Start of Block

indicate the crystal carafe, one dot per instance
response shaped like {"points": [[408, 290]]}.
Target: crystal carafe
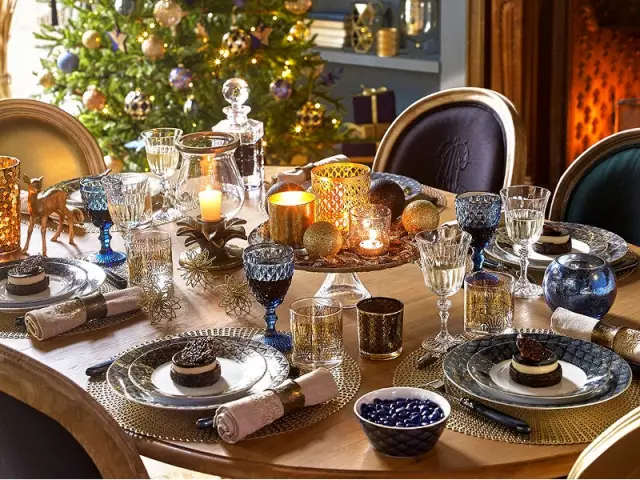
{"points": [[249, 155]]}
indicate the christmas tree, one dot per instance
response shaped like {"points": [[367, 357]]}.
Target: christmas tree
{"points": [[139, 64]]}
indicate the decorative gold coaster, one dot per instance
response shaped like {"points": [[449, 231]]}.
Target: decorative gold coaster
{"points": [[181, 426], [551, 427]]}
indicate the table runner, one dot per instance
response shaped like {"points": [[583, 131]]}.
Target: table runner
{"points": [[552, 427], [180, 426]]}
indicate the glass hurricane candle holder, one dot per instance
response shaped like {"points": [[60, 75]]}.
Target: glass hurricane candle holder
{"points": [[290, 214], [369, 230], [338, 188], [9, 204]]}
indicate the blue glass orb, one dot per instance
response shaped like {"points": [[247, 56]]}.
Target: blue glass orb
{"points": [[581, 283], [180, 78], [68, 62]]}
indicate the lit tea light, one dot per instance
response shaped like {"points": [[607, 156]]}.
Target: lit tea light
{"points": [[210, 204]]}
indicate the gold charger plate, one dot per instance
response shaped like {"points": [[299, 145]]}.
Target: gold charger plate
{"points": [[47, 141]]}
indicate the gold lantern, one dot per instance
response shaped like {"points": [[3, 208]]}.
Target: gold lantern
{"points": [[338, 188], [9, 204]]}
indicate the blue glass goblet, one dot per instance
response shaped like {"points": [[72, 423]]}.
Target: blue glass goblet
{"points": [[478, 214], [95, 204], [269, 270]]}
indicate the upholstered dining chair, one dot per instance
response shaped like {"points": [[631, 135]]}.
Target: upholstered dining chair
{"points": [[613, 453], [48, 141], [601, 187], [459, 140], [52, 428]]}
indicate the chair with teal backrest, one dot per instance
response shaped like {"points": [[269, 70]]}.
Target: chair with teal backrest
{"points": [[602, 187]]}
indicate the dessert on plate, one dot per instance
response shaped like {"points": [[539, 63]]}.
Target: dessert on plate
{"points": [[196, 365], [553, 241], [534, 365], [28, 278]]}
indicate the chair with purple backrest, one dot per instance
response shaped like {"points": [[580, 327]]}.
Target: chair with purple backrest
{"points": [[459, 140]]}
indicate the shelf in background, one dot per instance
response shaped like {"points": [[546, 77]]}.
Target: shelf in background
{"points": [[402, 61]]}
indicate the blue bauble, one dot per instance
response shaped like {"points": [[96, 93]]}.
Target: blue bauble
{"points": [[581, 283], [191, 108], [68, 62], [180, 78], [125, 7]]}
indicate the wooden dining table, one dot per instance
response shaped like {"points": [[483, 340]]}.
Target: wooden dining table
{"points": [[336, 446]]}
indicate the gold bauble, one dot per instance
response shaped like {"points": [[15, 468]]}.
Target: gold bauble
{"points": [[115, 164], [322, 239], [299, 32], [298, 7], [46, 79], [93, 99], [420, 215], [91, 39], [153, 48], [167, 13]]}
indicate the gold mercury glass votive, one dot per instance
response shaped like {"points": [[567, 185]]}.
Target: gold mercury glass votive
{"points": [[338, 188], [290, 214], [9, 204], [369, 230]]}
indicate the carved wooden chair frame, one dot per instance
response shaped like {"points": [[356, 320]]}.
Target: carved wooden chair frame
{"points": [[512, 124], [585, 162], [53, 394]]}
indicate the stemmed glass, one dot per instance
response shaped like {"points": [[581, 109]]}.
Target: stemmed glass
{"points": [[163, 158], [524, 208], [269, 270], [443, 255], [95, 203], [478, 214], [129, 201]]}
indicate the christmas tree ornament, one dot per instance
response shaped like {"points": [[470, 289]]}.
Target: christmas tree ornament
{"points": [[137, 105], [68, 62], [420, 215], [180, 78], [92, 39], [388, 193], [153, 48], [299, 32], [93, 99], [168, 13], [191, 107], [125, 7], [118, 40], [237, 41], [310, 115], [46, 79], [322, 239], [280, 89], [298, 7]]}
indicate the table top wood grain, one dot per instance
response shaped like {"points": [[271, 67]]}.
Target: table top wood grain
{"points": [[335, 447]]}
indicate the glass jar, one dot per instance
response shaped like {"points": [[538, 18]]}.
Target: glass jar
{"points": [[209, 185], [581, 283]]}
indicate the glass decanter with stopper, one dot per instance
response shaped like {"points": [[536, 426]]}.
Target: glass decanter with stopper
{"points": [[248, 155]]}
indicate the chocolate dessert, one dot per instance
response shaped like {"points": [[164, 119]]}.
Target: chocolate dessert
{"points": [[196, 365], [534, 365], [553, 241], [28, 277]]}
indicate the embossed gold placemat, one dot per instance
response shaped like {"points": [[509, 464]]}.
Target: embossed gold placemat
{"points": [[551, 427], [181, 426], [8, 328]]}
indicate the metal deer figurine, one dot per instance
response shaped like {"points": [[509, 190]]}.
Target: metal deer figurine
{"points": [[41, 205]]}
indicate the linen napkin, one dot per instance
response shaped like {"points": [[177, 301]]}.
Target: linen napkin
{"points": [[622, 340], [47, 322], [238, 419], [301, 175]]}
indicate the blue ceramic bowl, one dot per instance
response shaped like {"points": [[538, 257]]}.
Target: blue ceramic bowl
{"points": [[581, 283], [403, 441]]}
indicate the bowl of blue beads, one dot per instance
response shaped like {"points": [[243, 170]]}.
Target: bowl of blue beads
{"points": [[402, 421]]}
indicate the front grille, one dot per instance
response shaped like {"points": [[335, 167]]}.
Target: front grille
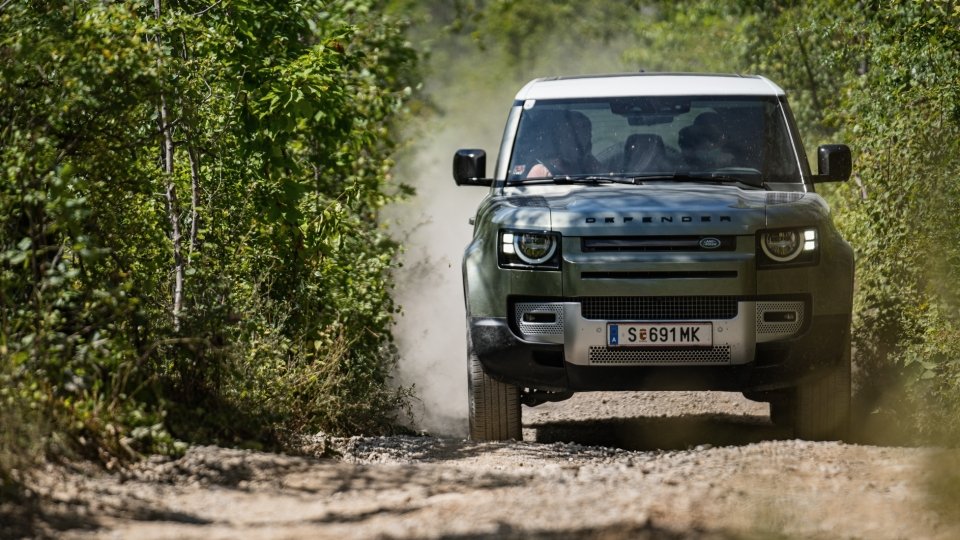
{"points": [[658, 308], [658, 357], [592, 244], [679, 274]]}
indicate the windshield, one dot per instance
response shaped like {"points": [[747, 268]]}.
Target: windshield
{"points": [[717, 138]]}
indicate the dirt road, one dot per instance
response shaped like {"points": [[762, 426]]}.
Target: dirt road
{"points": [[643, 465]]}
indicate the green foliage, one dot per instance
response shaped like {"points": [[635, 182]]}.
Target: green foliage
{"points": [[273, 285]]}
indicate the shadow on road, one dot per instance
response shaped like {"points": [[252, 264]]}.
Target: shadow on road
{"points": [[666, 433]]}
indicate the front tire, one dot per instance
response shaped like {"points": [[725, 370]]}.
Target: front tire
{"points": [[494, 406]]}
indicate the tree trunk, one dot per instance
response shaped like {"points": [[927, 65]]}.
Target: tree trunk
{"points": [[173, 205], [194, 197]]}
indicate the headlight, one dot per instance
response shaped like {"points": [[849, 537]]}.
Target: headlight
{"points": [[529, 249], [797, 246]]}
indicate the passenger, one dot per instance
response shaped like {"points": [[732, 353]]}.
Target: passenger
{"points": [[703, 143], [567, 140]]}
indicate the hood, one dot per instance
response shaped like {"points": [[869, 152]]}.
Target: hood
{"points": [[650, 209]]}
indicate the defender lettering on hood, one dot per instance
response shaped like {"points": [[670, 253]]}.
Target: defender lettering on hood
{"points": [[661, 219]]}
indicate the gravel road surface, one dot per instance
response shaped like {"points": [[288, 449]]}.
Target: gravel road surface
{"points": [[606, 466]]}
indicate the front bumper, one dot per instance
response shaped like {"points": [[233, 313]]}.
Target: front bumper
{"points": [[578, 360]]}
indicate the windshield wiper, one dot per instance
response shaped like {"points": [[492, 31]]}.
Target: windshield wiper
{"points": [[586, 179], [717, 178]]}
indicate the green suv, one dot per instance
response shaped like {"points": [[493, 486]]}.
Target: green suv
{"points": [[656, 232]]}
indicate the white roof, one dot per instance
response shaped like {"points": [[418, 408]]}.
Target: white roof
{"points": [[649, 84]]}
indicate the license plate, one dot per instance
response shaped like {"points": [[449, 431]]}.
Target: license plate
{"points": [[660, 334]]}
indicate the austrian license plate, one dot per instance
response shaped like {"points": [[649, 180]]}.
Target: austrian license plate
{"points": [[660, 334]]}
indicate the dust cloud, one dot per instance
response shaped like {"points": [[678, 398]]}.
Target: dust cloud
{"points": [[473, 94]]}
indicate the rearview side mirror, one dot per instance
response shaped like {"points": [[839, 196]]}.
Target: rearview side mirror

End of Block

What number of lines in the listing above hold the string "side"? Give that number and nothing else.

2